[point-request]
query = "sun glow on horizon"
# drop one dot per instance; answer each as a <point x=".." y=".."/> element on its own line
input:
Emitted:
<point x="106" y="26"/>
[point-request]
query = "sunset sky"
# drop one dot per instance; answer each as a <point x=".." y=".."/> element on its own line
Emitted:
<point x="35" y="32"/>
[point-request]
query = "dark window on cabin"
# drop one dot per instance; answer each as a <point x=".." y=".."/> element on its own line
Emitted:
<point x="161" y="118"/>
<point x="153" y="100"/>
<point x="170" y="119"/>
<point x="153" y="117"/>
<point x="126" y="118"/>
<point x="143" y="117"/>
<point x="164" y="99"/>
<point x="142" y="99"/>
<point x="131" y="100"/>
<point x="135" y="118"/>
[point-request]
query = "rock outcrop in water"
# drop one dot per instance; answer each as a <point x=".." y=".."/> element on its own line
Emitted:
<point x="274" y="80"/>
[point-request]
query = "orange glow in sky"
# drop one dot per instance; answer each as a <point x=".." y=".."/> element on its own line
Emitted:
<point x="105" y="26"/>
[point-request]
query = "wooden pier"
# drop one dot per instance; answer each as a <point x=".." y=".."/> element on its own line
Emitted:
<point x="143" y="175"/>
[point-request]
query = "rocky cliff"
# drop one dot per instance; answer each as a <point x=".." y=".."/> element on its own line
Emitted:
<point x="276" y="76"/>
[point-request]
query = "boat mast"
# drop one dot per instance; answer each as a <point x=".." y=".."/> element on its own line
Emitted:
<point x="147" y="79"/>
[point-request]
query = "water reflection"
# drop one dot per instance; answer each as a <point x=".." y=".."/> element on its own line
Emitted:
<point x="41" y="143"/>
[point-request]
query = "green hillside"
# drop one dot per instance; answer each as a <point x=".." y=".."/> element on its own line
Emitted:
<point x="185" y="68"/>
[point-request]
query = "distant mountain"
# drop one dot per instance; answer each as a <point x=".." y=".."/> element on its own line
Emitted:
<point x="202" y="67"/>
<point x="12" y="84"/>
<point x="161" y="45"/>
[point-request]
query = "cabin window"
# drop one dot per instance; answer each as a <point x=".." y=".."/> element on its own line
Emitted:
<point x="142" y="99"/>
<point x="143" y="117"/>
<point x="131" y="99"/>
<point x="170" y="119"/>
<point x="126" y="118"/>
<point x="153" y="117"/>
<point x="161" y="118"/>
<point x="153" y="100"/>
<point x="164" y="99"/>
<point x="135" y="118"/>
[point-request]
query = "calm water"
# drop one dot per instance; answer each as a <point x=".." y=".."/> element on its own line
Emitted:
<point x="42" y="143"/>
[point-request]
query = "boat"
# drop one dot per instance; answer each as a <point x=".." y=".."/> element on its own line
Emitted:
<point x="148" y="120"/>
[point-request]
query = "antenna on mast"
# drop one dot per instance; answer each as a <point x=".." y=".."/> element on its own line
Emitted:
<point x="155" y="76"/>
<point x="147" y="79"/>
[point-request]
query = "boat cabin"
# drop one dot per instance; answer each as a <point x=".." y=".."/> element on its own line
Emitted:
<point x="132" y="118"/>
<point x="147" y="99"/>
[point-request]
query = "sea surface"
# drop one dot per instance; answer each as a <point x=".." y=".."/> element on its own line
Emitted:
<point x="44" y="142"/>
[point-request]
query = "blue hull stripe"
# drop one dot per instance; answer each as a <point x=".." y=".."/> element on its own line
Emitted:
···
Task requirements> Without leaving anything out, quote all the data.

Full solution>
[point-request]
query = "sun glow on horizon"
# drop one dot per instance; answer each as a <point x=".." y=".."/> element on its own line
input:
Emitted:
<point x="106" y="26"/>
[point-request]
query = "sunset sky"
# drop one dot per instance; answer each as a <point x=".." y=".."/> element on its own line
Emitted:
<point x="35" y="32"/>
[point-request]
query = "dark window on cabin"
# drop one dot per instance; answer each as a <point x=".." y=".."/> element on its own line
Emitted:
<point x="161" y="118"/>
<point x="153" y="100"/>
<point x="170" y="119"/>
<point x="153" y="117"/>
<point x="126" y="118"/>
<point x="143" y="117"/>
<point x="164" y="99"/>
<point x="142" y="99"/>
<point x="131" y="100"/>
<point x="135" y="118"/>
[point-request]
query = "rock outcrop in water"
# drop one dot per instance; answer each as a <point x=".." y=".."/> element on its own line
Emitted:
<point x="274" y="80"/>
[point-request]
query = "orange glow in sky"
# drop one dot per instance; answer each as a <point x=".." y=".."/> element on its own line
Emitted:
<point x="105" y="26"/>
[point-request]
query = "wooden pier"
# drop one dot per instance; answer each as a <point x=".." y=".."/> element on its own line
Emitted:
<point x="143" y="175"/>
[point-request]
query = "rocky cliff"
# drop one dot per instance; answer each as a <point x=".." y=".."/> element on its own line
Emitted:
<point x="276" y="76"/>
[point-request]
query = "boat mast"
# drop one dot per instance; answer each as a <point x=".." y=".."/> element on its own line
Emitted:
<point x="147" y="79"/>
[point-request]
query = "water reflection"
# drop one dot per instance; answer each as a <point x=".." y=".."/> element on its own line
Emitted:
<point x="41" y="143"/>
[point-request]
query = "green hillside"
# drop one dot per instance; answer each as a <point x=".." y=".."/> element on its own line
Emitted:
<point x="185" y="68"/>
[point-request]
query = "distant mountain"
# drop one dot per instance; answer each as a <point x=".." y=".."/> element on its own line
Emitted:
<point x="202" y="67"/>
<point x="12" y="84"/>
<point x="161" y="45"/>
[point-request]
query = "cabin window"
# drop one dot per instance; answer each as a <point x=".." y=".."/> element on its own line
Emitted:
<point x="142" y="99"/>
<point x="143" y="117"/>
<point x="131" y="99"/>
<point x="170" y="119"/>
<point x="126" y="118"/>
<point x="153" y="117"/>
<point x="161" y="118"/>
<point x="153" y="100"/>
<point x="164" y="99"/>
<point x="135" y="118"/>
[point-request]
query = "calm water"
# drop one dot per instance; answer each as a <point x=".." y=".."/> element on its own line
Emitted:
<point x="42" y="143"/>
[point-request]
query = "boat"
# drop one dot per instance; answer each as a <point x=".." y=".."/> element on its own line
Emitted:
<point x="148" y="120"/>
[point-request]
query = "antenna on mast"
# drop one dot per instance; answer each as a <point x=".." y=".."/> element on its own line
Emitted:
<point x="155" y="76"/>
<point x="147" y="79"/>
[point-request]
query = "boat cabin"
# drop one dot per instance; answer each as a <point x=".." y=".."/> element on its own line
Emitted:
<point x="132" y="118"/>
<point x="147" y="99"/>
[point-request]
query = "sea surface"
# drop one dot per instance; answer each as a <point x=".." y=".."/> element on its own line
Emitted:
<point x="44" y="142"/>
[point-request]
query = "blue hull stripe"
# drop one dot per instance; answer each as a <point x=".." y=".."/> element on its own line
Emitted:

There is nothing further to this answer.